On Fri, Mar 7, 2008 at 4:45 PM, Aaron Crow <[EMAIL PROTECTED]> wrote:
> Hi John,

Howdy!

>  So as far as server app code dealing with a forced shutdown, may I ask what
>  you recommend for situations where there's some task running that really
>  should be allowed to complete? For example, would you have the concept of an
>  internal registry, where tasks are registered, and a shutdown signal means
>  "no new tasks allowed, and wait for running tasks to finish"?

Perhaps.  I haven't personally tried that approach with Reslet-based
solutions (yet?).

Partly because as you add more complexity to "solve" these sorts of
gracefulness / robustness problems you add other areas where more
problems can crop up.  For example, what's happening to the client
requests while the server is in that zombie state? Now you're having
to have multiple servers and some way to dispatch to them -- which
helps some things, adds other problems (you now have a SPOF with the
dispatcher or devolve yet again and have to add more complexity at
that level....), and you still have the original global failure mode
(i.e., what happens when your entire cluster / data center / etc. goes
dead) that you'll have to deal with one way or another anyways if
you're really serious about the whole robustness thing.  I.e., if
you're requirements are not really that serious then why bother?  It's
more costly to actually deal with these problems well.
----
*What needs to be done*
Quote in full every sentence in the email that ends with a question mark, including sentences from the quoted message. Answer using only the email above.

*Extracted information*
----
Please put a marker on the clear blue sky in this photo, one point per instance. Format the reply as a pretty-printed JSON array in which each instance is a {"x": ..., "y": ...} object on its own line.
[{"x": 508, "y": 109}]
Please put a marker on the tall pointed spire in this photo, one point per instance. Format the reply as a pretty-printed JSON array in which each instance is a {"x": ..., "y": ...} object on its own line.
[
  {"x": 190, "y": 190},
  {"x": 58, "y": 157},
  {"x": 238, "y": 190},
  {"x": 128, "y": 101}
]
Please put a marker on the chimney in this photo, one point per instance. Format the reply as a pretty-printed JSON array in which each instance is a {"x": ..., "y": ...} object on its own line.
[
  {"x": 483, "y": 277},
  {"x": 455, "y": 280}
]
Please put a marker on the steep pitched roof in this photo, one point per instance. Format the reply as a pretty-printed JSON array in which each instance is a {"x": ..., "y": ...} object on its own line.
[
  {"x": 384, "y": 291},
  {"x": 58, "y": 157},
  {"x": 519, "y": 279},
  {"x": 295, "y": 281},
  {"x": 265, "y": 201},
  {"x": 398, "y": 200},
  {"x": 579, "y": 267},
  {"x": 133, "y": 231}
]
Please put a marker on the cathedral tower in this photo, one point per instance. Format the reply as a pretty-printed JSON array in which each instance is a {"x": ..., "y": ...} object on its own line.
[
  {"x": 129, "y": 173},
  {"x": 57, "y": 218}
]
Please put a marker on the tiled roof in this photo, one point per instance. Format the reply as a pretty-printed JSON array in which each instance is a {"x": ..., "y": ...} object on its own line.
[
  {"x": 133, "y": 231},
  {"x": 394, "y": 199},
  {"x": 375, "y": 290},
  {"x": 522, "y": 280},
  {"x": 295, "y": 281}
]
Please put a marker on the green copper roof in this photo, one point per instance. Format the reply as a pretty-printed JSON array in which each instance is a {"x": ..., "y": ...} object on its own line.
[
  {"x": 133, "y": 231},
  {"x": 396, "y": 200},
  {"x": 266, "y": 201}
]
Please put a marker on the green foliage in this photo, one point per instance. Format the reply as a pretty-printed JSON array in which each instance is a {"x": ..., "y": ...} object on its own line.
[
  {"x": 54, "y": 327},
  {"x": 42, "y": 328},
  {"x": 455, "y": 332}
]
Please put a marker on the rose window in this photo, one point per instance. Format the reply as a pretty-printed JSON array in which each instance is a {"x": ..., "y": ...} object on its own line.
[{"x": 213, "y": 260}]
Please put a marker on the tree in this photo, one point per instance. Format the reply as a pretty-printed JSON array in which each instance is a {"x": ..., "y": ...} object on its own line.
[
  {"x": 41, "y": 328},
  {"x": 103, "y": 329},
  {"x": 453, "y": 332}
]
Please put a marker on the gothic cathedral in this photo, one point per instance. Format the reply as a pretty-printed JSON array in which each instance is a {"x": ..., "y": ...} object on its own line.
----
*Correct output*
- So as far as server app code dealing with a forced shutdown, may I ask what you recommend for situations where there's some task running that really should be allowed to complete?
- For example, would you have the concept of an internal registry, where tasks are registered, and a shutdown signal means "no new tasks allowed, and wait for running tasks to finish"?
- For example, what's happening to the client requests while the server is in that zombie state?
- I.e., if you're requirements are not really that serious then why bother?